TRECHO DO DOCUMENTO -
===
No jogo, inflexível, o Barça hipnotizava o Chelsea, mas não ferroava. A existência da partida, desde o ponto de vista de uma narrativa, só existia porque passava pelos pés dos jogadores do Barcelona. O Chelsea a admitia e por fim se recolhia a sua insignificância, abdicando da posse de bola. Se fez alguma coisa de transcendente terá sido os lançamentos desde a lateral, atingindo a área barcelonina como se fossem pedras de fogo catapultadas. A posse do esférico raiou ao escândalo, para aquele jogo e aquela copa.
De qualquer maneira estéril possessão, Xavi dava meia volta, e depois volta inteira sobre si mesmo. Havendo entretanto momentos que geravam dúvidas cruéis ao Stanford Bridge, quando o time catalão mudava a pulsação, como quando Alexis tentou uma parábola por necessidade e errou na inflexão, ou Iniesta enganchado ao cal da linha de fundo, parece ter passado por dentro do incrível nigromante inglês, mas pouco resultava. O Chelsea depois de muito tempo cruzava a linha que divide o gramado e isso é e foi uma noticia, e por isso noticia é nova em inglês, aos vinte e nove do primeiro tempo o Chelsea aparece no campo adversário, antes houve outras duas oportunidades.
Se o que estava acontecendo em Stanford Bridge se invertesse, e se, com algum time brasileiro, eu por exemplo estaria morto, ou havia saído para caminhar no meio do canavial. Vi o jogo do Barça contra o Santos como brasileiro, ou santista de última hora, assim que não padeci, a não ser nos primeiros movimentos, quais indicavam do que se tratava, e foi, posto que o Santos não soube jogar sem a bola e naquele dia, nem com ela.
===
(Entradas salvas)
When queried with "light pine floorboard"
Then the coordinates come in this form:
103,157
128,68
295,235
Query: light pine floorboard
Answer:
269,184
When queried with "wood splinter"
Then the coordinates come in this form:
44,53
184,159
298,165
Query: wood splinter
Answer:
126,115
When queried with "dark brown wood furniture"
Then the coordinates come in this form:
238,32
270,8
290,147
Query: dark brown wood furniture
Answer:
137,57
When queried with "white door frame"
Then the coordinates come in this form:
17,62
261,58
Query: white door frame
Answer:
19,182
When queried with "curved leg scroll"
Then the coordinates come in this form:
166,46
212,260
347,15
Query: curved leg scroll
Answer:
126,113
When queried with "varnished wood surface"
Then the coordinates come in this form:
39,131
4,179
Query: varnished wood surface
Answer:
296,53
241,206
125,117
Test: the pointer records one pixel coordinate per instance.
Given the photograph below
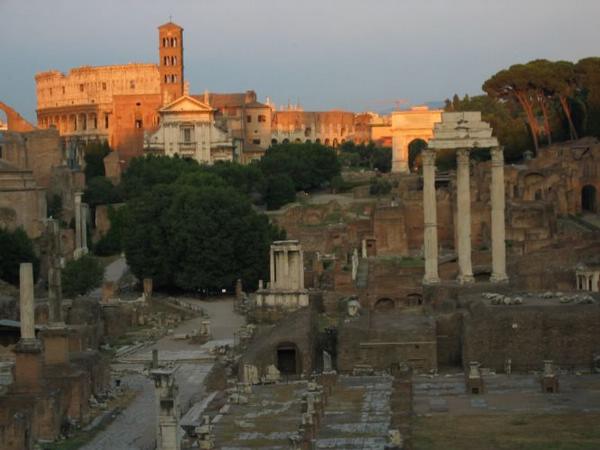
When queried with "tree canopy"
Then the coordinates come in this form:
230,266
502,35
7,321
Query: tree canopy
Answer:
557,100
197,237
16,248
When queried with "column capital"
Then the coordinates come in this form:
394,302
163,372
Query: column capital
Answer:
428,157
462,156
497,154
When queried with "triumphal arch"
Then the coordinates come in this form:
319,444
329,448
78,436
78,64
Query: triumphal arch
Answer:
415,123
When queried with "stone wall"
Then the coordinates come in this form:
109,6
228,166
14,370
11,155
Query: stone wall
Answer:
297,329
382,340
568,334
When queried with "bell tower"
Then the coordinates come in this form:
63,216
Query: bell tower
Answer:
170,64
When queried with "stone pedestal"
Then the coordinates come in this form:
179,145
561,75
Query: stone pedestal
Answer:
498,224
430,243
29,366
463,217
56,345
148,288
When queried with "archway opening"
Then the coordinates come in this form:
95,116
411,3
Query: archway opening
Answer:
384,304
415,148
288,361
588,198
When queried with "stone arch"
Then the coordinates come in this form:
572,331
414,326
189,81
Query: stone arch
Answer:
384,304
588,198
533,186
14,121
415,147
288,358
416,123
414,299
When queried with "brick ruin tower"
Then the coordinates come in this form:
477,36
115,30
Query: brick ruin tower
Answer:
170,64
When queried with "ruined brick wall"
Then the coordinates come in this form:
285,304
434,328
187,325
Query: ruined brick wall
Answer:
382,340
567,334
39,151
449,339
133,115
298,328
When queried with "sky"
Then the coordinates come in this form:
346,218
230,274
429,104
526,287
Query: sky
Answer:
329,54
===
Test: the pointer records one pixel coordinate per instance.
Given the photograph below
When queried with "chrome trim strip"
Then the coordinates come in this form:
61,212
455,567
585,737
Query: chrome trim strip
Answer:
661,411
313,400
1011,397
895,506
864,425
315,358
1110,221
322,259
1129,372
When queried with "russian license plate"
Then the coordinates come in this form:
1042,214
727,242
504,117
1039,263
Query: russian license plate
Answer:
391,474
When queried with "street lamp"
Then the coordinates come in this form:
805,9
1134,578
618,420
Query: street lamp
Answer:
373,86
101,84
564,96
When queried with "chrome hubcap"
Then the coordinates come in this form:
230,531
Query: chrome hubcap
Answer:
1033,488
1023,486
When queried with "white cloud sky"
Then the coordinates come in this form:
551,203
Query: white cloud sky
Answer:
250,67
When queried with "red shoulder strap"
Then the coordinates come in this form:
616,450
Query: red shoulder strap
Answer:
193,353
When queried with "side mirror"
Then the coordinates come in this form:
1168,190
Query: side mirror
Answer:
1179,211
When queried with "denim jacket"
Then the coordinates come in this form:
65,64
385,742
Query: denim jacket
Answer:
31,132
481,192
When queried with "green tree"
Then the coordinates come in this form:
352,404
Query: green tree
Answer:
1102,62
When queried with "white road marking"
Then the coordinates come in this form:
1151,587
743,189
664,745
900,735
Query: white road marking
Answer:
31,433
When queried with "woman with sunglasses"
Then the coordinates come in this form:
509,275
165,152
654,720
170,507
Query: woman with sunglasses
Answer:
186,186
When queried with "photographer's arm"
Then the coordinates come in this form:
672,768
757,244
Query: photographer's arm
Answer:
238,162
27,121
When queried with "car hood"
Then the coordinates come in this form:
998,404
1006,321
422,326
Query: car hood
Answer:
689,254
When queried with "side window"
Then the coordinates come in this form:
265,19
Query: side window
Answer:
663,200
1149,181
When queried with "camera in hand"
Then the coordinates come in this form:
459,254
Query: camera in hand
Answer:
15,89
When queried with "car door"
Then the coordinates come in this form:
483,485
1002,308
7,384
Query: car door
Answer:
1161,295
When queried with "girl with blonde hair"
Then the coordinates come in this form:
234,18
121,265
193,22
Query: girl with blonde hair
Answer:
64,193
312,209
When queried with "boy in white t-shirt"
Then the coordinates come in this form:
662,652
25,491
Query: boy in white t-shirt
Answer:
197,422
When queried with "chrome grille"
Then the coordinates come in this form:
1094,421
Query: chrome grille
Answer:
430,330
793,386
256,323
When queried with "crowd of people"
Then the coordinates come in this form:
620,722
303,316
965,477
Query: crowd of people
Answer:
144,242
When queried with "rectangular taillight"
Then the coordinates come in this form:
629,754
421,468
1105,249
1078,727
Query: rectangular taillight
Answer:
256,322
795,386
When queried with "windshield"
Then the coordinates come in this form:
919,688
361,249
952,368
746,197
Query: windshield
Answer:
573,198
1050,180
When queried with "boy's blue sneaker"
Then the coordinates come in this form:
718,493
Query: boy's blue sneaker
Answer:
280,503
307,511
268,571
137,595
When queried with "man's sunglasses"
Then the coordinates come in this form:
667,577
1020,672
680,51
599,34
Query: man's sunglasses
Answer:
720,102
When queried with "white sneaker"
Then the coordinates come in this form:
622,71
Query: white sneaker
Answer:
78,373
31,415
===
SUAS TAREFAS -
1 > No trecho sobre o jogo entre Barça e Chelsea, em que minuto do primeiro tempo o Chelsea aparece no campo adversário?
2 > Por favor, reescreva de forma mais breve o parágrafo do trecho que começa com "No jogo, inflexível" e mantenha os fatos principais.
As entradas não têm nenhuma relação com o trecho.

LISTA DE RESPOSTAS -
1 > Aos vinte e nove minutos do primeiro tempo.

2 > O Barça hipnotizava o Chelsea, mas não era contundente. A partida só existia porque passava pelos pés dos jogadores do Barcelona. O Chelsea aceitava isso, se recolhia e abria mão da posse de bola. O único feito relevante do Chelsea foram os lançamentos laterais, que chegavam à área do Barcelona como pedras de fogo. A posse de bola beirou o escândalo para aquele jogo e aquela copa.